A Week in Venice - Day 3

After two days in the city it was time to explore the lagoon a bit. The weather continued being hot and sunny, well over 30° C in the afternoon, so we loaded up on water and went north, to the two jewels of the lagoon: Burano and Torcello.

The tide would remain resonably high all day, so route planning was easy: we could go wherever we wanted.

We started by crossing the bocca di porto, the mouth of the lagoon. There’s a huge shallow area in the middle, but thanks to the tide we went straight through, avoiding most traffic easily.

We continued up along the east side of Sant’Erasmo, another shallow area opened up for us by the tide. At low tide the area between Sant’Erasmo and Punta Sabbioni is full of stranded boats whose proprietors wade around in the low water collecting snails and mussels while the kids play on the exposed sand banks.

The inherent giddiness of the group was immediately triggered by the shallow water and traffic-free surroundings, and most of the group started splashing around doing all sorts of manoeuvres, edging, bracing, trying to do the smallest circle or whatever came to mind. Nobody capsized, the water wasn’t even deep enough for a proper capsize.

One of the guests paddled my Rockpool, so I was in a Point 65° Whiskey, designed by Nigel Foster. It is very hard not to join in with such games when you’re sitting in the ultimate piece of maneouvrability. It is amazing what you can do in that boat.

We had to call an end to the fun after a short hour, or we woundn’t make it to Torcello and back.

We continued north along Sant’Erasmo, passing some of the barene there. Barene are lagoon islands that just manages to remain above a normal high tide. One of the girls in the group was a biologist, so we took some time looking at the very special species of plants found in such a humid and salt environment.

#### WHAT YOU NEED TO DO
(A) List every proper place name that appears in the Venice day-three trip report, including its title.
(B) Copy the passage of the Venice day-three trip report word for word, from "A Week in Venice" up to and including "wherever we wanted.".

#### INPUT DATA
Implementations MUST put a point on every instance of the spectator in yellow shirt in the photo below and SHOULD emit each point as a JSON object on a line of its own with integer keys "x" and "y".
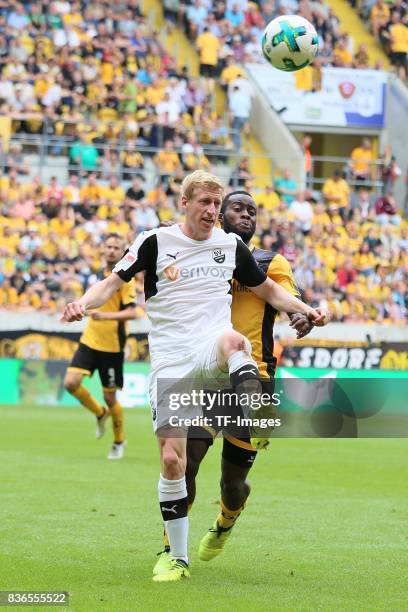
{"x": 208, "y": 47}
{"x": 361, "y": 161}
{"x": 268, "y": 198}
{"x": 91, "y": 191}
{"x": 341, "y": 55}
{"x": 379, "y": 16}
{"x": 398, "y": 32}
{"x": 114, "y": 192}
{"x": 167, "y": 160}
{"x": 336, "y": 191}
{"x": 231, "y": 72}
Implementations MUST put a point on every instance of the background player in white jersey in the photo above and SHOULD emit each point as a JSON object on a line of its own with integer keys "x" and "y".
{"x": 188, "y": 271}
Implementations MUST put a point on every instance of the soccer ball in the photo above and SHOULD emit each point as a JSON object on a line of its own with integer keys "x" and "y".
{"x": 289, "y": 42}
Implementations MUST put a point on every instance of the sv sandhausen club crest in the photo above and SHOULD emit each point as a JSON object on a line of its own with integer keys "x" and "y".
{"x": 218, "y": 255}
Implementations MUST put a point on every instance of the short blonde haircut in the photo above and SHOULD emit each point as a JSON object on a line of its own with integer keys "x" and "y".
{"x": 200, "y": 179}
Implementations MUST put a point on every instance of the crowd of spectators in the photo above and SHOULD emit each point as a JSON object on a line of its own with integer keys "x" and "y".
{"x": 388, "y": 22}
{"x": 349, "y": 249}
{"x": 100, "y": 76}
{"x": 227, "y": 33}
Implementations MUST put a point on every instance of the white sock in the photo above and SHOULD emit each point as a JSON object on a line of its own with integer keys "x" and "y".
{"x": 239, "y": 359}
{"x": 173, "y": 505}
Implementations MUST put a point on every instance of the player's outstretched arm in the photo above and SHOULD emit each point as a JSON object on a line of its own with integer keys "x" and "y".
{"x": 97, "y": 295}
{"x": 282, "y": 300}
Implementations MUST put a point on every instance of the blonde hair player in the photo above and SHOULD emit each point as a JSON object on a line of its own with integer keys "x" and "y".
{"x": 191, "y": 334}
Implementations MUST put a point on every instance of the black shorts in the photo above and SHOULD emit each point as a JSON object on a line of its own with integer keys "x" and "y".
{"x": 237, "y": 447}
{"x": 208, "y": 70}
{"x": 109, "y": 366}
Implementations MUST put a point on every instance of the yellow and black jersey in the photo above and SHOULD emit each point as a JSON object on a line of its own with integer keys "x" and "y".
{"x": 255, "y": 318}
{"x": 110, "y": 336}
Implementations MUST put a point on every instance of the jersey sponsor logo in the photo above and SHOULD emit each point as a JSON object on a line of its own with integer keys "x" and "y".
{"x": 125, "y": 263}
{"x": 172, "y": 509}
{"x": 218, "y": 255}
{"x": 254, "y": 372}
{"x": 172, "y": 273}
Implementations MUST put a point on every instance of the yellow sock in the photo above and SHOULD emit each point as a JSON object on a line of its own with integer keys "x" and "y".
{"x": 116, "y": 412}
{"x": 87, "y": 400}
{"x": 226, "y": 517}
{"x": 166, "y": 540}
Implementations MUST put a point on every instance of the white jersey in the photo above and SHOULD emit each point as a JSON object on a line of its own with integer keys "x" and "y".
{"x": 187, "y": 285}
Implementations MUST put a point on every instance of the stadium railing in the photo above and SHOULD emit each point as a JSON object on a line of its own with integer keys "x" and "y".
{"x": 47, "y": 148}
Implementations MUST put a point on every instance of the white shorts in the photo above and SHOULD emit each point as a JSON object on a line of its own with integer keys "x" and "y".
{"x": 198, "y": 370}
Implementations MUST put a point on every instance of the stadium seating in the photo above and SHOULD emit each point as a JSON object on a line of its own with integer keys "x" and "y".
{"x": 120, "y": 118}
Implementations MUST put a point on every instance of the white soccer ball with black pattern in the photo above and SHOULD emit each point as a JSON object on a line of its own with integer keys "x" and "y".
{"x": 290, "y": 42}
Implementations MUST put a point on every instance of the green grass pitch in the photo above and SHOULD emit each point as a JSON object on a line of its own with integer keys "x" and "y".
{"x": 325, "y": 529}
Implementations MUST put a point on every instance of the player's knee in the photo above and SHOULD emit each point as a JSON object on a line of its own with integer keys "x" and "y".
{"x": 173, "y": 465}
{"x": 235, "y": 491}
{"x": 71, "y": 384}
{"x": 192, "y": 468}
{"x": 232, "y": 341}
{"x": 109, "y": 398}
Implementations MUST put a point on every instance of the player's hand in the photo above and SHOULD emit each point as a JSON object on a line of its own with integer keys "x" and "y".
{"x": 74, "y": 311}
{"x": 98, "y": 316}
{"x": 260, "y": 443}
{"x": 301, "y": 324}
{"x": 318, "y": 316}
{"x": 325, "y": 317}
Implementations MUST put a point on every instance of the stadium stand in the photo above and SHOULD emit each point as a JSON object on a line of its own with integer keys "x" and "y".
==
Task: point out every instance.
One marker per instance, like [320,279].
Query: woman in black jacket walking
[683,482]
--
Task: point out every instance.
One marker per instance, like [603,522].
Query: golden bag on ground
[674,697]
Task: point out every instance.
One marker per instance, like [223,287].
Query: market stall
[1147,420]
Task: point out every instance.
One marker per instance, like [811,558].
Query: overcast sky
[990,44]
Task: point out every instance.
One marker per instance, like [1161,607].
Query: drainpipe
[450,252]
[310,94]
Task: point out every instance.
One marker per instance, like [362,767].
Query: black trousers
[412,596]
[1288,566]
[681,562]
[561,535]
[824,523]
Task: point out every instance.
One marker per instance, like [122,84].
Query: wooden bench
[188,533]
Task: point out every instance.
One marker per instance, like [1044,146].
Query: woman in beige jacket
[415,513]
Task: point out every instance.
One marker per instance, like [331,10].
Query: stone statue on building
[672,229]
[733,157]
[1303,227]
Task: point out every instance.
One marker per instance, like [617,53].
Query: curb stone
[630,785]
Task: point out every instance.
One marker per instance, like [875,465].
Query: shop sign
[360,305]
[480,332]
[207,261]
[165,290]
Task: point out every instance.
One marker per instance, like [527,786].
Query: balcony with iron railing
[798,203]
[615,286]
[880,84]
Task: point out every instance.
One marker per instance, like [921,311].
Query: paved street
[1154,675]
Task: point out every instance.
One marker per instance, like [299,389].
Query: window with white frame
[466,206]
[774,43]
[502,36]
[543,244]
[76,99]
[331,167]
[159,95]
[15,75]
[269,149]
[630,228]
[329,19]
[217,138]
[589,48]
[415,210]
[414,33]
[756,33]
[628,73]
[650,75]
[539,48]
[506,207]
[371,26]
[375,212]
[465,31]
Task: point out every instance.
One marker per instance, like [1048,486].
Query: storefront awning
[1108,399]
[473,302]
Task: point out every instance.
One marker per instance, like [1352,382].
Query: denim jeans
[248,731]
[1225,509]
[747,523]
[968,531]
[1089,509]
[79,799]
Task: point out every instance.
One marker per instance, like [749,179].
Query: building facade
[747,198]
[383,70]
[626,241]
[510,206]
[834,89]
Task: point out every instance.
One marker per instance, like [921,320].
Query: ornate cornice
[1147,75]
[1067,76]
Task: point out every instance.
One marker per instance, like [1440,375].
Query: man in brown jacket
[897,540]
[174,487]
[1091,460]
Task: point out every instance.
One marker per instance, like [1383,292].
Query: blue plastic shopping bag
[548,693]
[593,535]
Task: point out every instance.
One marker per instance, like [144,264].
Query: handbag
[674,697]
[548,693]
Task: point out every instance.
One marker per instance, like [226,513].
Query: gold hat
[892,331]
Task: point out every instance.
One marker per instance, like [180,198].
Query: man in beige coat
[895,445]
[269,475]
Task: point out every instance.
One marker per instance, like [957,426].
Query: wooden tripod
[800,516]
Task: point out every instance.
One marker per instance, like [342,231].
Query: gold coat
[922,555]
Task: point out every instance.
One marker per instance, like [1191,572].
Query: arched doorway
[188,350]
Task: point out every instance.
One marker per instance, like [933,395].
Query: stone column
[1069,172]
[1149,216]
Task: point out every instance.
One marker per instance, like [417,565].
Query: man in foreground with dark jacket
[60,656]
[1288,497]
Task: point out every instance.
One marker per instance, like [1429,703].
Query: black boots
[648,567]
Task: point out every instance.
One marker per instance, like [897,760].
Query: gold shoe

#### SOLVED TASKS
(A) Venice, Burano, Torcello, Sant’Erasmo, Punta Sabbioni

(B)
A Week in Venice - Day 3

After two days in the city it was time to explore the lagoon a bit. The weather continued being hot and sunny, well over 30° C in the afternoon, so we loaded up on water and went north, to the two jewels of the lagoon: Burano and Torcello.

The tide would remain resonably high all day, so route planning was easy: we could go wherever we wanted.